══ MATERIAL FOR THE TASK

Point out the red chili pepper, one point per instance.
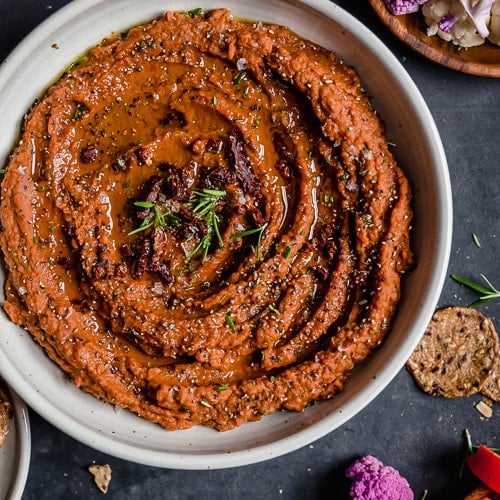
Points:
(485, 465)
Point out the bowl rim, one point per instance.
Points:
(316, 430)
(22, 436)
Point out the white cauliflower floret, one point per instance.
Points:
(494, 36)
(462, 31)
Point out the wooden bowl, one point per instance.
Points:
(411, 29)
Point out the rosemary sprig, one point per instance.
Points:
(205, 205)
(158, 216)
(249, 232)
(486, 293)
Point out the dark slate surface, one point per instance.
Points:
(420, 435)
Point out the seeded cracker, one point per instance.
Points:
(457, 353)
(5, 415)
(102, 476)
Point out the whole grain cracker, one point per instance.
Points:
(459, 349)
(102, 476)
(5, 414)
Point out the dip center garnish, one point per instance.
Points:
(203, 222)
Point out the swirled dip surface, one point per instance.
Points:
(203, 223)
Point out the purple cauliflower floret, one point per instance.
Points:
(400, 7)
(372, 480)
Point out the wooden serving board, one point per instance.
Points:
(411, 29)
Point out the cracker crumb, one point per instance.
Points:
(102, 476)
(484, 409)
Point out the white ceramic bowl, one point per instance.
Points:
(82, 24)
(15, 454)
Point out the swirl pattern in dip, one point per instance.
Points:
(203, 222)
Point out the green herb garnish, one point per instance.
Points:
(273, 309)
(239, 77)
(205, 205)
(194, 12)
(81, 109)
(159, 216)
(476, 241)
(486, 293)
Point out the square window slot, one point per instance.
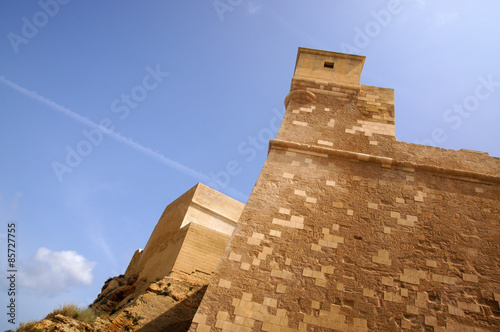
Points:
(328, 65)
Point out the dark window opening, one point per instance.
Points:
(328, 65)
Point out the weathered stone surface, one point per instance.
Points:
(410, 234)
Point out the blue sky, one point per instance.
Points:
(111, 110)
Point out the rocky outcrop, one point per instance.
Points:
(168, 304)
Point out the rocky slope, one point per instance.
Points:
(168, 304)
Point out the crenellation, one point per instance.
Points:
(346, 229)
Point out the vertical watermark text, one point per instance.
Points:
(11, 272)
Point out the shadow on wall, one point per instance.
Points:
(179, 317)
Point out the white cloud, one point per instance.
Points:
(53, 272)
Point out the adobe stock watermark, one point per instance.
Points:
(380, 19)
(455, 115)
(249, 149)
(30, 27)
(94, 137)
(223, 6)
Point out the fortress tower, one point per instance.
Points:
(348, 229)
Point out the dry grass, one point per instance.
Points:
(71, 310)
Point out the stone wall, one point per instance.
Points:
(189, 238)
(348, 229)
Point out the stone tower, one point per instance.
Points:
(348, 229)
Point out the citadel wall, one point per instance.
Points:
(189, 239)
(348, 229)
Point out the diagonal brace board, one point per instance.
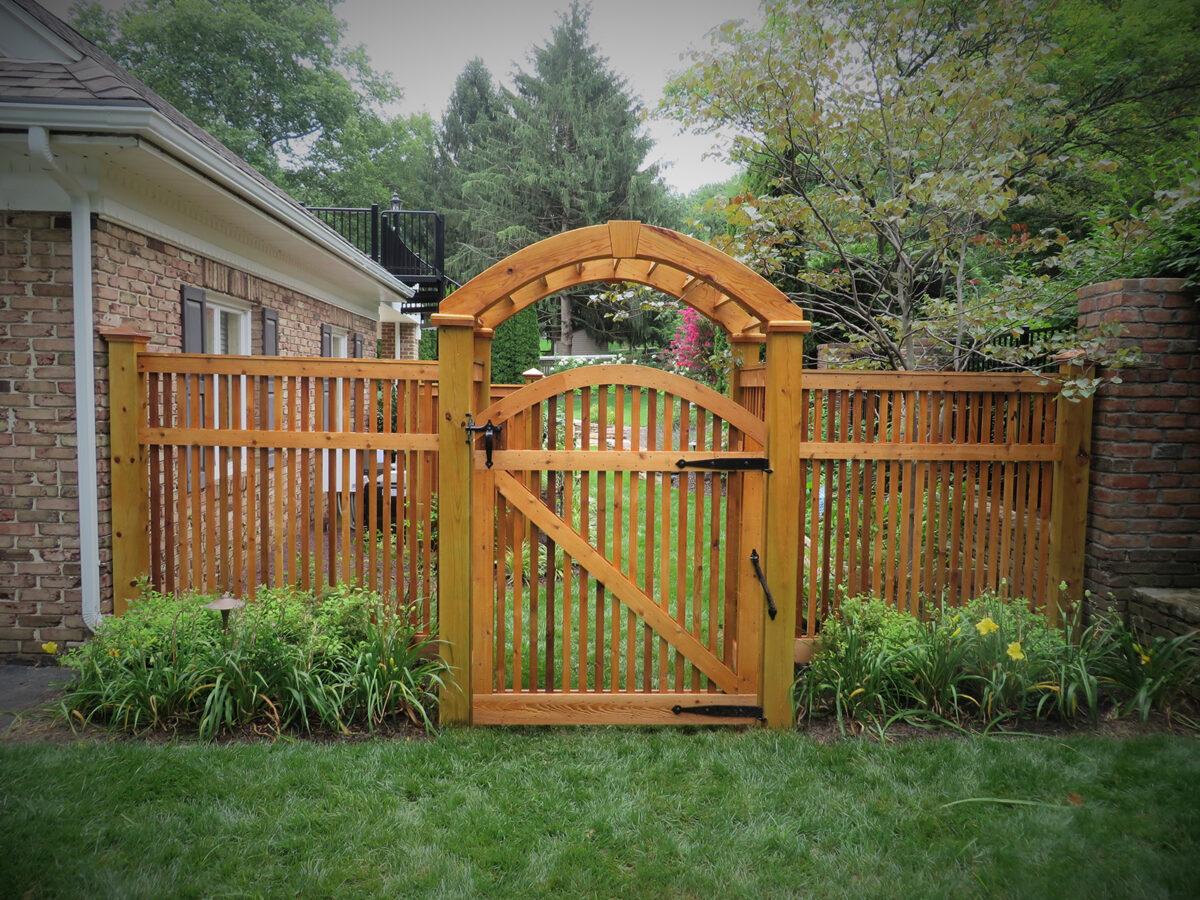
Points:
(625, 591)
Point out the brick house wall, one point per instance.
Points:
(390, 333)
(1144, 508)
(137, 281)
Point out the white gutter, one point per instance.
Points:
(177, 143)
(85, 371)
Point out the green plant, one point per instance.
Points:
(988, 663)
(1150, 675)
(516, 347)
(288, 661)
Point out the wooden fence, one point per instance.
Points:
(923, 489)
(928, 489)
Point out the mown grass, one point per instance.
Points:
(604, 813)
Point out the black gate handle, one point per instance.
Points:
(490, 432)
(762, 580)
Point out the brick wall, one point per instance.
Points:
(40, 597)
(393, 333)
(1144, 505)
(407, 339)
(137, 281)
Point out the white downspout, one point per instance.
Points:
(85, 372)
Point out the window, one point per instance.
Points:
(215, 324)
(227, 328)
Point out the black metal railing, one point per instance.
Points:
(409, 244)
(1025, 337)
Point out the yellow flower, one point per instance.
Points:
(987, 625)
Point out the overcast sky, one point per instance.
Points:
(425, 45)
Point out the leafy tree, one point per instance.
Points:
(366, 161)
(898, 150)
(263, 76)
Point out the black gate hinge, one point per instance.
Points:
(736, 463)
(720, 712)
(762, 580)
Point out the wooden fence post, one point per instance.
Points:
(1068, 504)
(483, 341)
(783, 539)
(457, 395)
(129, 475)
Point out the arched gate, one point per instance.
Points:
(605, 547)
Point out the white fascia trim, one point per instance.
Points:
(161, 131)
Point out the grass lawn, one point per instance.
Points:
(604, 813)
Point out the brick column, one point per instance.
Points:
(387, 340)
(1144, 514)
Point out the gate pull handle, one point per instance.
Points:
(490, 432)
(762, 580)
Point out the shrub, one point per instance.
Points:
(288, 661)
(987, 663)
(516, 347)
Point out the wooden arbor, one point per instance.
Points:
(745, 305)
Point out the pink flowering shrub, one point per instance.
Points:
(691, 348)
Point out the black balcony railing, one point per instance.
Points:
(409, 244)
(1025, 337)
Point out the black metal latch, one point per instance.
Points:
(490, 435)
(762, 580)
(720, 712)
(731, 463)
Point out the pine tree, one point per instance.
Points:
(562, 150)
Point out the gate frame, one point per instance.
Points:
(742, 303)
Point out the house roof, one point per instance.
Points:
(76, 75)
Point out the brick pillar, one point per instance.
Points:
(387, 340)
(406, 341)
(1144, 511)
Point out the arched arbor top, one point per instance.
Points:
(736, 298)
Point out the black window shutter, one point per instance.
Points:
(327, 349)
(192, 318)
(270, 333)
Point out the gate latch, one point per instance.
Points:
(490, 433)
(762, 580)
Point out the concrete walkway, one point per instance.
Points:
(23, 688)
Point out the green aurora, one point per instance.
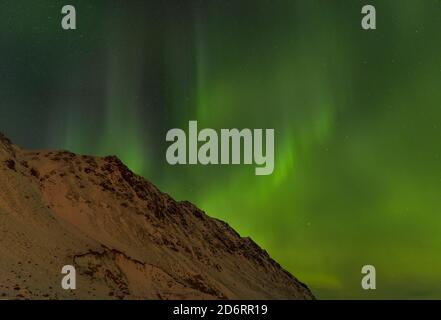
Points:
(357, 116)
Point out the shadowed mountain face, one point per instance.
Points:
(126, 239)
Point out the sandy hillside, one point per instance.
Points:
(126, 239)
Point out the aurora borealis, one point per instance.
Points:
(357, 116)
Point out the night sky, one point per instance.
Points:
(357, 119)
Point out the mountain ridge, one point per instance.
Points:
(126, 238)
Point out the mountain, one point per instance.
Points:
(125, 238)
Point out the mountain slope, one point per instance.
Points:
(126, 239)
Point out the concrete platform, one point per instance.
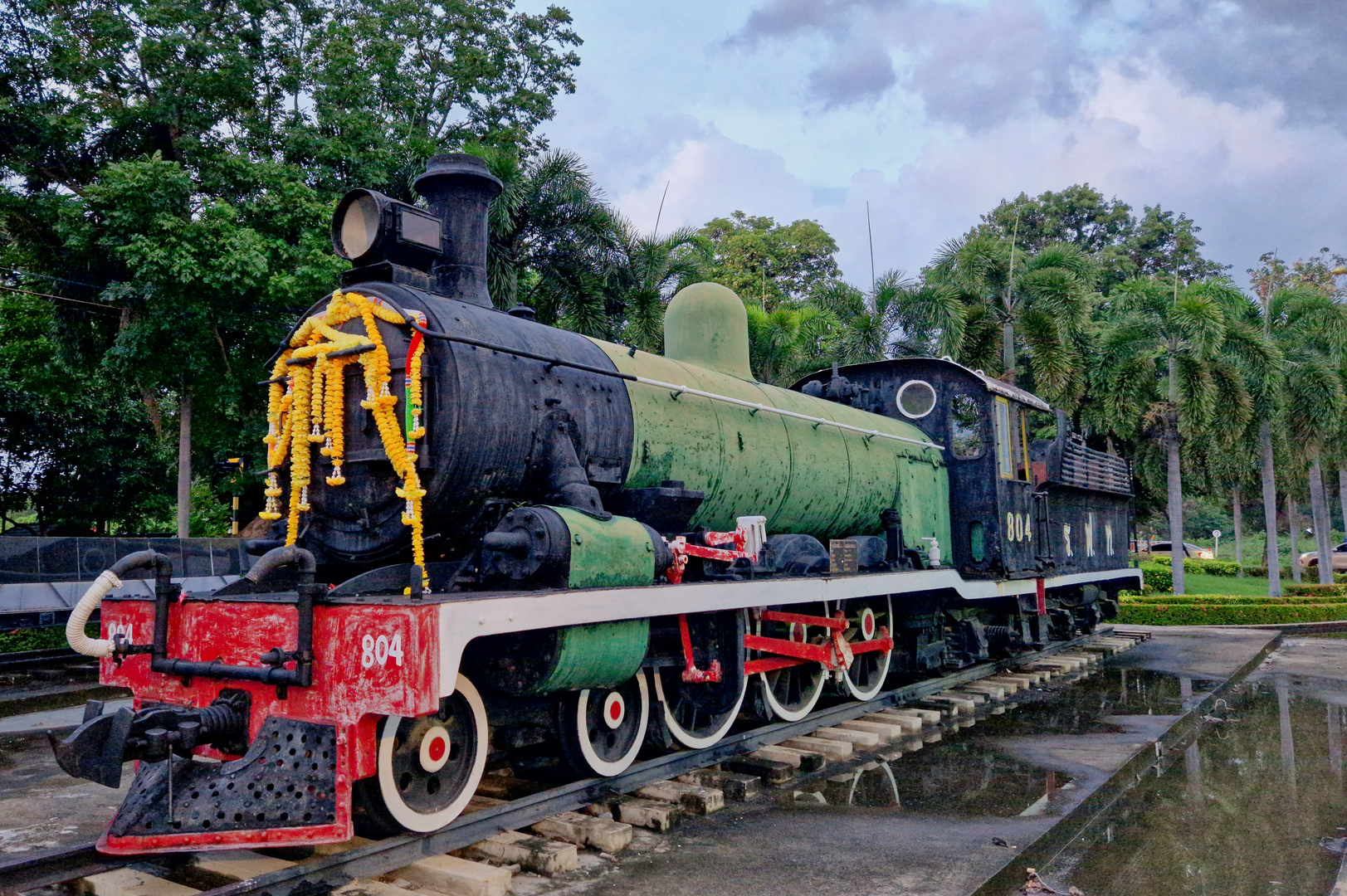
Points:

════

WHAT IS EXPECTED:
Return the listing above in full and exactly, omitting all pictures.

OUTPUT BELOW:
Point out the red chili pepper, one point per instance.
Points:
(485, 465)
Point out the bowl rim, one point per instance.
Points:
(316, 430)
(22, 436)
Point out the white cauliflower floret, one point per instance.
Points:
(494, 36)
(462, 31)
Point out the wooden bowl, one point per instance.
Points:
(411, 29)
Point out the rosemary sprig, one point per instance.
Points:
(205, 205)
(158, 216)
(249, 232)
(486, 293)
Point out the dark slate surface, one point per instance.
Points:
(420, 435)
Point out the seeded cracker, one point per instance.
Points:
(457, 353)
(5, 415)
(102, 476)
Point out the whole grain cracker, one point per instance.
Points:
(459, 349)
(102, 476)
(5, 414)
Point out the dip center garnish, one point per instance.
Points:
(203, 222)
Point out the swirled dip surface, one point per instance.
Points:
(203, 223)
Point out the purple cauliflower floret, one point per instance.
Points:
(400, 7)
(372, 480)
Point out the wooden serving board, one point per instance.
Points:
(411, 29)
Point out the cracker crumb, one point per instance.
Points:
(102, 476)
(484, 409)
Point out the white ceramic bowl, one point per instance.
Points:
(82, 24)
(15, 454)
Point out the swirl pattern in dip, one point per instance.
Points:
(203, 222)
Point out the green herb garnish, one point per instance.
Points:
(273, 309)
(239, 77)
(205, 205)
(194, 12)
(81, 109)
(159, 216)
(476, 241)
(486, 293)
Point out the square window slot, one point per instance.
Points:
(328, 65)
Point out the dark window opening, one point per instance.
Points:
(328, 65)
Point out the weathered stone surface, one point per instance.
Points:
(410, 234)
Point out the blue sky, one point per instance.
Points:
(111, 110)
Point out the rocky outcrop, one point per instance.
Points:
(168, 304)
Point out the rocky slope, one point per instance.
Points:
(168, 304)
Point out the crenellation, one point per instance.
Points:
(346, 229)
Point out the vertical watermark text, one point per instance.
Points:
(11, 272)
Point out the shadow on wall, one point per instance.
Points:
(179, 317)
Point out the white cloud, one point per instance.
Points:
(53, 272)
Point out the adobe stock watermark, one point per instance.
Points:
(380, 19)
(455, 115)
(249, 149)
(30, 27)
(94, 137)
(223, 6)
Point out the fortress tower, one point per instance.
Points:
(348, 229)
Point out the dry grass, one point per instance.
Points:
(71, 310)
Point out the stone wall, one point per instance.
Points:
(189, 238)
(348, 229)
Point out the stone tower, one point per instance.
Points:
(348, 229)
Point out the citadel wall, one point per instance.
Points:
(189, 239)
(348, 229)
Point out the diagonal brace board, one point per instance.
Points:
(625, 591)
Point out the brick house wall, one point per instance.
Points:
(390, 333)
(1144, 508)
(137, 281)
Point out the white gutter, one point per instance.
Points:
(177, 143)
(85, 371)
Point out the green plant, one point per instance.
Points:
(988, 663)
(1150, 675)
(516, 347)
(288, 661)
Point out the wooden fence, one point per instance.
Points:
(923, 489)
(928, 489)
Point out the mown grass, one point per instance.
Points:
(604, 813)
Point out the black gate handle, one point per instance.
Points:
(490, 432)
(762, 580)
Point out the brick wall, one point per instance.
Points:
(40, 597)
(393, 333)
(1144, 505)
(407, 339)
(137, 281)
Point out the white downspout, one point per instance.
Points:
(85, 372)
Point out the window, one point per instance.
Points:
(215, 324)
(227, 328)
Point out the black metal railing, one point per instance.
Points:
(409, 244)
(1025, 337)
Point out the yellow flower, one point per instance.
Points:
(987, 625)
Point out the overcast sky, one point per instance.
Points:
(425, 45)
Point out the leafy tree, one point per instance.
Points:
(366, 161)
(898, 150)
(263, 76)
Point out the black gate hinge, one point per instance.
Points:
(736, 463)
(720, 712)
(762, 580)
Point out the wooden fence post, one point per instance.
Points:
(1068, 504)
(483, 341)
(783, 539)
(457, 395)
(129, 475)
Point out the arched gate, one point per instance.
Points:
(605, 547)
Point out the white fascia trim, one point per instance.
Points:
(161, 131)
Point out the grass lawn, one point per instance.
Points:
(604, 813)
Point out the brick column, one point per instance.
Points:
(387, 340)
(1144, 514)
Point out the gate pull handle, one point per instance.
Points:
(490, 432)
(762, 580)
Point out the shrub, one point per instance.
Points:
(288, 661)
(987, 663)
(516, 347)
Point out the wooden arbor, one point per instance.
Points:
(745, 305)
Point out the pink flowering shrub, one point per instance.
Points:
(691, 348)
Point out the black balcony railing, one point per instance.
Points:
(409, 244)
(1025, 337)
Point out the black metal latch, one point per instance.
Points:
(490, 435)
(762, 580)
(720, 712)
(731, 463)
Point out the pine tree, one point per instance.
Points:
(562, 150)
Point out the gate frame, one point per instance.
Points:
(742, 303)
Point out the house roof, one point per instance.
Points:
(76, 75)
Point out the brick pillar, one point per instance.
Points:
(387, 340)
(406, 341)
(1144, 511)
Point out the arched arbor top, one point per instance.
Points:
(736, 298)
Point out the black window shutter, one point per instance.
Points:
(327, 349)
(192, 318)
(270, 333)
Point out the gate latch, one point per instance.
Points:
(490, 433)
(762, 580)
Point out the concrete walkway, one point per instance.
Points:
(23, 688)
Point out the green aurora, one point per instance.
Points:
(357, 116)
Point out the shadowed mountain face, one point per instance.
Points:
(126, 239)
Point out the sandy hillside, one point per instance.
Points:
(126, 239)
Point out the aurora borealis, one point per instance.
Points:
(357, 116)
Point out the night sky, one point per instance.
Points:
(357, 119)
Point out the mountain ridge, one point per instance.
Points:
(126, 238)
Point out the mountain, one point per instance.
Points:
(125, 238)
Point out the mountain slope, one point per instance.
Points:
(126, 239)
Point out the concrete platform, one point per instance.
Points:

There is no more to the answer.